**Task description:**
If an entry holds a picture, leave that picture out; copy everything else exactly.

**Supplied material:**
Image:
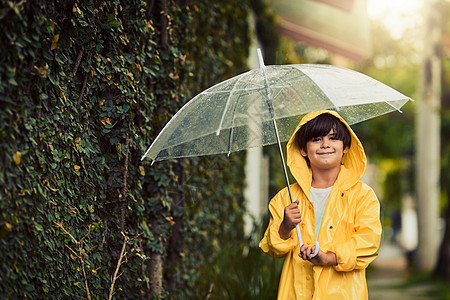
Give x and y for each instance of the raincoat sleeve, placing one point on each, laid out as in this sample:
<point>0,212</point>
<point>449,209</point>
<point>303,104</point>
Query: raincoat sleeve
<point>272,243</point>
<point>361,248</point>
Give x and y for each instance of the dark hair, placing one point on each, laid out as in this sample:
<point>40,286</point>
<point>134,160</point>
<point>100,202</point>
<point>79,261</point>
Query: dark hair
<point>321,126</point>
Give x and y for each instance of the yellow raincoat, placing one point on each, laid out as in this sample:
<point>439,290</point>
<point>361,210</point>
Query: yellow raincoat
<point>350,228</point>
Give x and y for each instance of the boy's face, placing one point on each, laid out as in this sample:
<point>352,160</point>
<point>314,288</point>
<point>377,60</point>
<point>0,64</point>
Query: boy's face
<point>324,152</point>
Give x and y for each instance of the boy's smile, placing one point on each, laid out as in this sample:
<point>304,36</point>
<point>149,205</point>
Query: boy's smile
<point>325,152</point>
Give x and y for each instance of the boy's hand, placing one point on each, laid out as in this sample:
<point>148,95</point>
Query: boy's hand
<point>321,259</point>
<point>291,218</point>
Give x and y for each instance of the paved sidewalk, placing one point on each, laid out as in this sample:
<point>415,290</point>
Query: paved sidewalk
<point>387,274</point>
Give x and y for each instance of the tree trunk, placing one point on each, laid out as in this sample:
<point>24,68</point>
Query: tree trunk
<point>176,242</point>
<point>156,268</point>
<point>443,265</point>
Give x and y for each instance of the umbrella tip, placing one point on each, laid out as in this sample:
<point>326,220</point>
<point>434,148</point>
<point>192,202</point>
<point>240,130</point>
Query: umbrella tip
<point>260,58</point>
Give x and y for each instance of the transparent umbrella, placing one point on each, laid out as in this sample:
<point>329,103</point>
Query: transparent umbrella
<point>264,106</point>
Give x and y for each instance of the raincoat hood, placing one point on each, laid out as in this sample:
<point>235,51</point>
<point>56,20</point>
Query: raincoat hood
<point>353,163</point>
<point>350,228</point>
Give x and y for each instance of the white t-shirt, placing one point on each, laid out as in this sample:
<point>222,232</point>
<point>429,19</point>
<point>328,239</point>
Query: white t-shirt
<point>319,197</point>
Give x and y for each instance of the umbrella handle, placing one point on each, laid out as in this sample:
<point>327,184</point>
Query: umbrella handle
<point>300,241</point>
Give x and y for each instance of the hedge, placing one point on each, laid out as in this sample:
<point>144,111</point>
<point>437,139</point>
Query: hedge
<point>85,87</point>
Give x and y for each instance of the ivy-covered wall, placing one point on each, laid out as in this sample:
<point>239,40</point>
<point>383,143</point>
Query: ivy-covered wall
<point>85,86</point>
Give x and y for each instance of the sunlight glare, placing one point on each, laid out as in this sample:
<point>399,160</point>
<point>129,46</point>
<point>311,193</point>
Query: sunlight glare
<point>397,15</point>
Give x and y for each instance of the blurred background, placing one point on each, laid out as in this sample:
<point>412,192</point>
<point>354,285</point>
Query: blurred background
<point>86,86</point>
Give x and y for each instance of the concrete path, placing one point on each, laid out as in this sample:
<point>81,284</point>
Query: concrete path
<point>387,274</point>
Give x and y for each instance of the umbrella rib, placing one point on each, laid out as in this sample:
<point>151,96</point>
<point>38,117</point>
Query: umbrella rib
<point>397,109</point>
<point>226,106</point>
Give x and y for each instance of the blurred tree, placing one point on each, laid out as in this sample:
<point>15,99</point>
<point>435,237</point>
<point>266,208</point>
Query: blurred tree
<point>443,263</point>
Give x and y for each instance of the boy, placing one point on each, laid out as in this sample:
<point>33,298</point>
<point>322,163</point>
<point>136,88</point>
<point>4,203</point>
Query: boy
<point>332,206</point>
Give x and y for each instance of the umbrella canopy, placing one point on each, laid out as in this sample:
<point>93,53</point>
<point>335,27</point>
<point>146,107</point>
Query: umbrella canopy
<point>238,113</point>
<point>264,106</point>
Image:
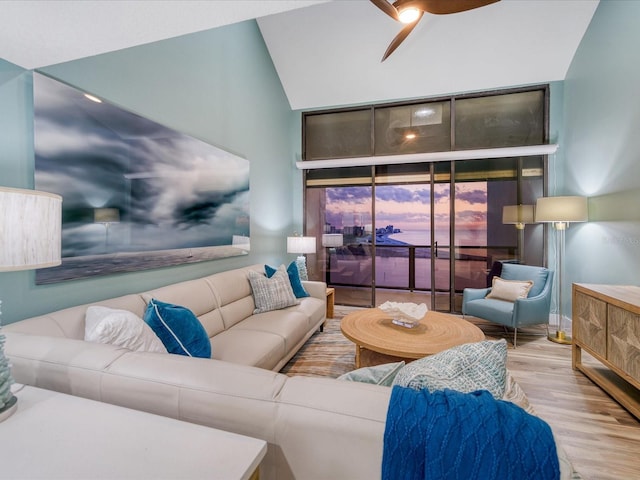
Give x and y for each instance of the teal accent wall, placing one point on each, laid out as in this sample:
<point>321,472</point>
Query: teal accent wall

**Task output:**
Image:
Give x and y for each instance of the raincoat sleeve, placing one point on each, laid out as in this sample:
<point>0,212</point>
<point>449,209</point>
<point>303,104</point>
Query: raincoat sleeve
<point>272,243</point>
<point>361,248</point>
Give x and y for each instance of the dark hair, placing one point on each, laid out as in this sample:
<point>40,286</point>
<point>134,160</point>
<point>100,202</point>
<point>79,261</point>
Query: dark hair
<point>321,126</point>
Give x and y for each instance of the yellow raincoat, placing one point on each, laid out as in this sample:
<point>439,290</point>
<point>361,210</point>
Query: yellow raincoat
<point>350,228</point>
Give x and y for each instance of the boy's face, placing one point on each, laid out as in this sample:
<point>352,160</point>
<point>314,288</point>
<point>377,60</point>
<point>0,64</point>
Query: boy's face
<point>324,152</point>
Give x and y for each instance of the boy's smile, placing one point on each, laid out as in this sample:
<point>304,36</point>
<point>149,205</point>
Query: boy's smile
<point>325,152</point>
Give x and y for each instance of the boy's hand, placing one point on each, laid out as in this sample:
<point>148,95</point>
Query: boy's hand
<point>321,259</point>
<point>291,218</point>
Give x and y for each instance of the paved sidewalk, placing one point on each, laid out as in this sample:
<point>415,290</point>
Query: paved sidewalk
<point>387,274</point>
Give x and y for each instance of the tree trunk, placing one point on each, laid out as in this sample:
<point>24,68</point>
Query: tree trunk
<point>176,242</point>
<point>156,268</point>
<point>443,265</point>
Give x and y for each instance of the umbrella tip, placing one point on each, laid out as in this sample:
<point>326,220</point>
<point>434,148</point>
<point>192,202</point>
<point>240,130</point>
Query: umbrella tip
<point>260,58</point>
Give x and y for each instance of the transparent umbrella, placing one point on each, laid out as in this sample:
<point>329,103</point>
Query: transparent umbrella
<point>264,106</point>
Give x and y for each instance of the raincoat hood, placing one point on each, laid out as in this sample:
<point>235,51</point>
<point>56,20</point>
Query: raincoat hood
<point>353,163</point>
<point>350,228</point>
Give x and y for each instance of the white t-shirt, placing one point on each, laid out as in this sample:
<point>222,232</point>
<point>429,19</point>
<point>328,239</point>
Query: white t-shirt
<point>319,197</point>
Give x and y for each instance of the umbrella handle, placing one point on each, laid out as in this sample:
<point>327,184</point>
Query: umbrella handle
<point>300,241</point>
Give x and y for each instance of the hedge, placing one point on each, laid out as in this sample:
<point>144,111</point>
<point>437,139</point>
Query: hedge
<point>85,87</point>
Give x and y for each instance of the ivy-covered wall, placing one point on each, laid out as in this sample:
<point>239,40</point>
<point>383,143</point>
Query: ivy-covered wall
<point>85,86</point>
Give x and y for each instance of the sunlight glare, placing one point on each, laid out as in this sample:
<point>399,160</point>
<point>129,46</point>
<point>311,193</point>
Query: sunlight glare
<point>397,15</point>
Give x and y for each instance of the blurred background, placing one point on each, laid out as in this sample:
<point>412,192</point>
<point>354,285</point>
Query: blurred background
<point>86,86</point>
Give x and y for each instance of the concrete path, placing one point on each, laid out as in this sample:
<point>81,284</point>
Query: concrete path
<point>387,274</point>
Give x and y for each instance of the umbrella rib, placing one point on each, laid out as in this sample:
<point>151,96</point>
<point>38,117</point>
Query: umbrella rib
<point>397,109</point>
<point>226,106</point>
Give x and y for each instance of the blurred tree, placing one point on each, laid out as in this sample:
<point>15,99</point>
<point>435,237</point>
<point>266,208</point>
Query: blurred tree
<point>443,263</point>
Give x and y for each instance of the boy, placing one point on each, laid out as in this sample:
<point>33,298</point>
<point>322,163</point>
<point>136,88</point>
<point>4,203</point>
Query: boy
<point>332,206</point>
Give x and y for each instance of the umbrella canopy, placing one point on each, laid out as in this sample:
<point>93,53</point>
<point>335,27</point>
<point>146,107</point>
Query: umbrella canopy
<point>238,113</point>
<point>264,106</point>
Image:
Give x and y for each instance of the teal accent wall, placing one point on each, laid out as in this sample:
<point>321,472</point>
Query: teal accent wall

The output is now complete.